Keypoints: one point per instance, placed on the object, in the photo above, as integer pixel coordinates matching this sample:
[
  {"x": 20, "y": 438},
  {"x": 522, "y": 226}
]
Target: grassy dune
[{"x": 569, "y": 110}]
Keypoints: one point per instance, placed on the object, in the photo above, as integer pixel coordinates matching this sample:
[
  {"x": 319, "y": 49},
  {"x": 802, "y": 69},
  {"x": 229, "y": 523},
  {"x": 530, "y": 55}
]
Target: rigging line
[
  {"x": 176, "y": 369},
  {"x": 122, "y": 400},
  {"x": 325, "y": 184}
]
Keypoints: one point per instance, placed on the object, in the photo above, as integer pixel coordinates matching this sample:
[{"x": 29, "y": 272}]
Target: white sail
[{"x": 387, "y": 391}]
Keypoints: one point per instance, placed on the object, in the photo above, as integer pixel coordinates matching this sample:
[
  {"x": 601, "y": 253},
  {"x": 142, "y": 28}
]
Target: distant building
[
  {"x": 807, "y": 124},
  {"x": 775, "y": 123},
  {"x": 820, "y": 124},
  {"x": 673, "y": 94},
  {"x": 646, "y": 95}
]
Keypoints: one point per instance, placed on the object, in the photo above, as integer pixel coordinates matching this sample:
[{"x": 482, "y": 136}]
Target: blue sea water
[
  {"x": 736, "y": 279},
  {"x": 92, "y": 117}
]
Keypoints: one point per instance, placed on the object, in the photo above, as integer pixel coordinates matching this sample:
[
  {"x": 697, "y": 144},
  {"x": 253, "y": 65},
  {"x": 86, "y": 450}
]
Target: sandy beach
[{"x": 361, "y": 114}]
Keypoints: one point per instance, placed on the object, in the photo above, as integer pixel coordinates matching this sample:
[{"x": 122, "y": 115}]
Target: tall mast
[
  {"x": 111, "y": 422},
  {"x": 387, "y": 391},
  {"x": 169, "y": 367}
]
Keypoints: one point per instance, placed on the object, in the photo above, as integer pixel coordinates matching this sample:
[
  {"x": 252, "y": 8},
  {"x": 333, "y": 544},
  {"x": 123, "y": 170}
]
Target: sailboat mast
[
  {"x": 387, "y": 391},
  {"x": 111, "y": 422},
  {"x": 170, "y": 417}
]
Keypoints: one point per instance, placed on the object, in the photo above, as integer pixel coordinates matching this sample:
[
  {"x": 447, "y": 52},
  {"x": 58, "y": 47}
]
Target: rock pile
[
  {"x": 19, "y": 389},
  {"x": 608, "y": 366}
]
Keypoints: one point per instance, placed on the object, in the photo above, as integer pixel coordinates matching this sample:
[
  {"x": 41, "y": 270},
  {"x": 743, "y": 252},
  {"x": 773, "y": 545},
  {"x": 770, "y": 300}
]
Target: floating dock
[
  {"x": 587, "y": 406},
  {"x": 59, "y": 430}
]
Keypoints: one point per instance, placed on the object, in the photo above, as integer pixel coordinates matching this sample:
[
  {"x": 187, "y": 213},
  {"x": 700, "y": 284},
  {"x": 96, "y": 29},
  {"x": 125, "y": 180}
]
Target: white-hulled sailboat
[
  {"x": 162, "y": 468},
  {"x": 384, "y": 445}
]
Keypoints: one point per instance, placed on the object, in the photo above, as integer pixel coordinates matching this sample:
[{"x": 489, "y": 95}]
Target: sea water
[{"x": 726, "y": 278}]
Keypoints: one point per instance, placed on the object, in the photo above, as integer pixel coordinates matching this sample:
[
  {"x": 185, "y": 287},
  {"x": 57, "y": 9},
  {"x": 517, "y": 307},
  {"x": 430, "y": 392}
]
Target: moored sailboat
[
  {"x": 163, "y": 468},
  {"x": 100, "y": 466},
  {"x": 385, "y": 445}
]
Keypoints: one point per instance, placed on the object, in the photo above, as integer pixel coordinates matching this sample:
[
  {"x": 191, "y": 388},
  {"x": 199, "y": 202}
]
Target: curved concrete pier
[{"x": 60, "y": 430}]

What to do: Copy out the data in full, exactly.

Reply to the exercise:
Keypoints: one point per instance, placed on the object, in the photo above, as integer pixel coordinates matching this sample:
[
  {"x": 20, "y": 438},
  {"x": 522, "y": 226}
]
Target: grassy dune
[{"x": 569, "y": 110}]
Keypoints: one point per instance, placed on the object, in the photo above, as integer pixel coordinates matching this sample:
[
  {"x": 319, "y": 49},
  {"x": 802, "y": 69},
  {"x": 229, "y": 523},
  {"x": 530, "y": 55}
]
Target: rigging line
[
  {"x": 176, "y": 369},
  {"x": 122, "y": 400},
  {"x": 325, "y": 184}
]
Keypoints: one point per instance, placed on the object, in the photo above, as integer pixel coordinates matching this sample:
[{"x": 29, "y": 272}]
Target: white sail
[{"x": 387, "y": 391}]
Keypoints: one point per instance, placed on the object, in the photo above, as integer pixel coordinates matching this sample:
[
  {"x": 601, "y": 253},
  {"x": 142, "y": 28}
]
Target: distant building
[
  {"x": 807, "y": 124},
  {"x": 775, "y": 123},
  {"x": 820, "y": 124},
  {"x": 673, "y": 94},
  {"x": 646, "y": 95}
]
Keypoints: one point per instance, placed on the object, in the photo above, as integer pixel coordinates matching this sample:
[{"x": 482, "y": 136}]
Target: blue sea water
[
  {"x": 736, "y": 279},
  {"x": 92, "y": 117}
]
Keypoints: one point per instance, placed on the object, in the photo above, as integer pixel coordinates matching this sample:
[
  {"x": 697, "y": 144},
  {"x": 253, "y": 65},
  {"x": 86, "y": 450}
]
Target: sandy beach
[{"x": 361, "y": 114}]
Keypoints: one point per instance, placed on the object, in the photo above, as integer pixel coordinates matching this sample:
[{"x": 122, "y": 115}]
Target: tall mast
[
  {"x": 111, "y": 422},
  {"x": 387, "y": 391},
  {"x": 169, "y": 367}
]
Keypoints: one point per instance, placed on the object, in the photo above, as integer pixel coordinates matching this sample:
[
  {"x": 252, "y": 8},
  {"x": 333, "y": 544},
  {"x": 123, "y": 170}
]
Target: sailboat mast
[
  {"x": 387, "y": 391},
  {"x": 111, "y": 422},
  {"x": 170, "y": 417}
]
Keypoints: one point per instance, placed on the object, in the photo above, as integer pixel coordinates matching this sample:
[
  {"x": 447, "y": 52},
  {"x": 58, "y": 47}
]
Target: rock pile
[
  {"x": 19, "y": 389},
  {"x": 608, "y": 366}
]
Keypoints: one point per instance, placed on the object, in the photo above, as integer pixel coordinates matching this sample:
[
  {"x": 41, "y": 270},
  {"x": 743, "y": 252},
  {"x": 773, "y": 545},
  {"x": 770, "y": 300}
]
Target: floating dock
[
  {"x": 587, "y": 406},
  {"x": 59, "y": 430}
]
Keypoints: one point per instance, placed on the object, in the photo above, as integer pixel coordinates matching this sample:
[
  {"x": 187, "y": 213},
  {"x": 700, "y": 284},
  {"x": 96, "y": 29},
  {"x": 125, "y": 180}
]
Target: white-hulled sailboat
[
  {"x": 162, "y": 468},
  {"x": 384, "y": 445}
]
Keypoints: one point per instance, placed on the object, in the photo above, as integer pixel coordinates matching this sample:
[{"x": 489, "y": 95}]
Target: sea water
[{"x": 726, "y": 278}]
Keypoints: one point per instance, placed on the object, in the photo above, as integer pixel coordinates matching this sample:
[
  {"x": 185, "y": 287},
  {"x": 57, "y": 9},
  {"x": 517, "y": 307},
  {"x": 430, "y": 392}
]
Target: moored sailboat
[
  {"x": 163, "y": 468},
  {"x": 100, "y": 466},
  {"x": 385, "y": 445}
]
Keypoints: one point per instance, placed on the object, in the photo above, as integer pixel coordinates matching this sample:
[
  {"x": 191, "y": 388},
  {"x": 199, "y": 202}
]
Target: curved concrete pier
[{"x": 60, "y": 430}]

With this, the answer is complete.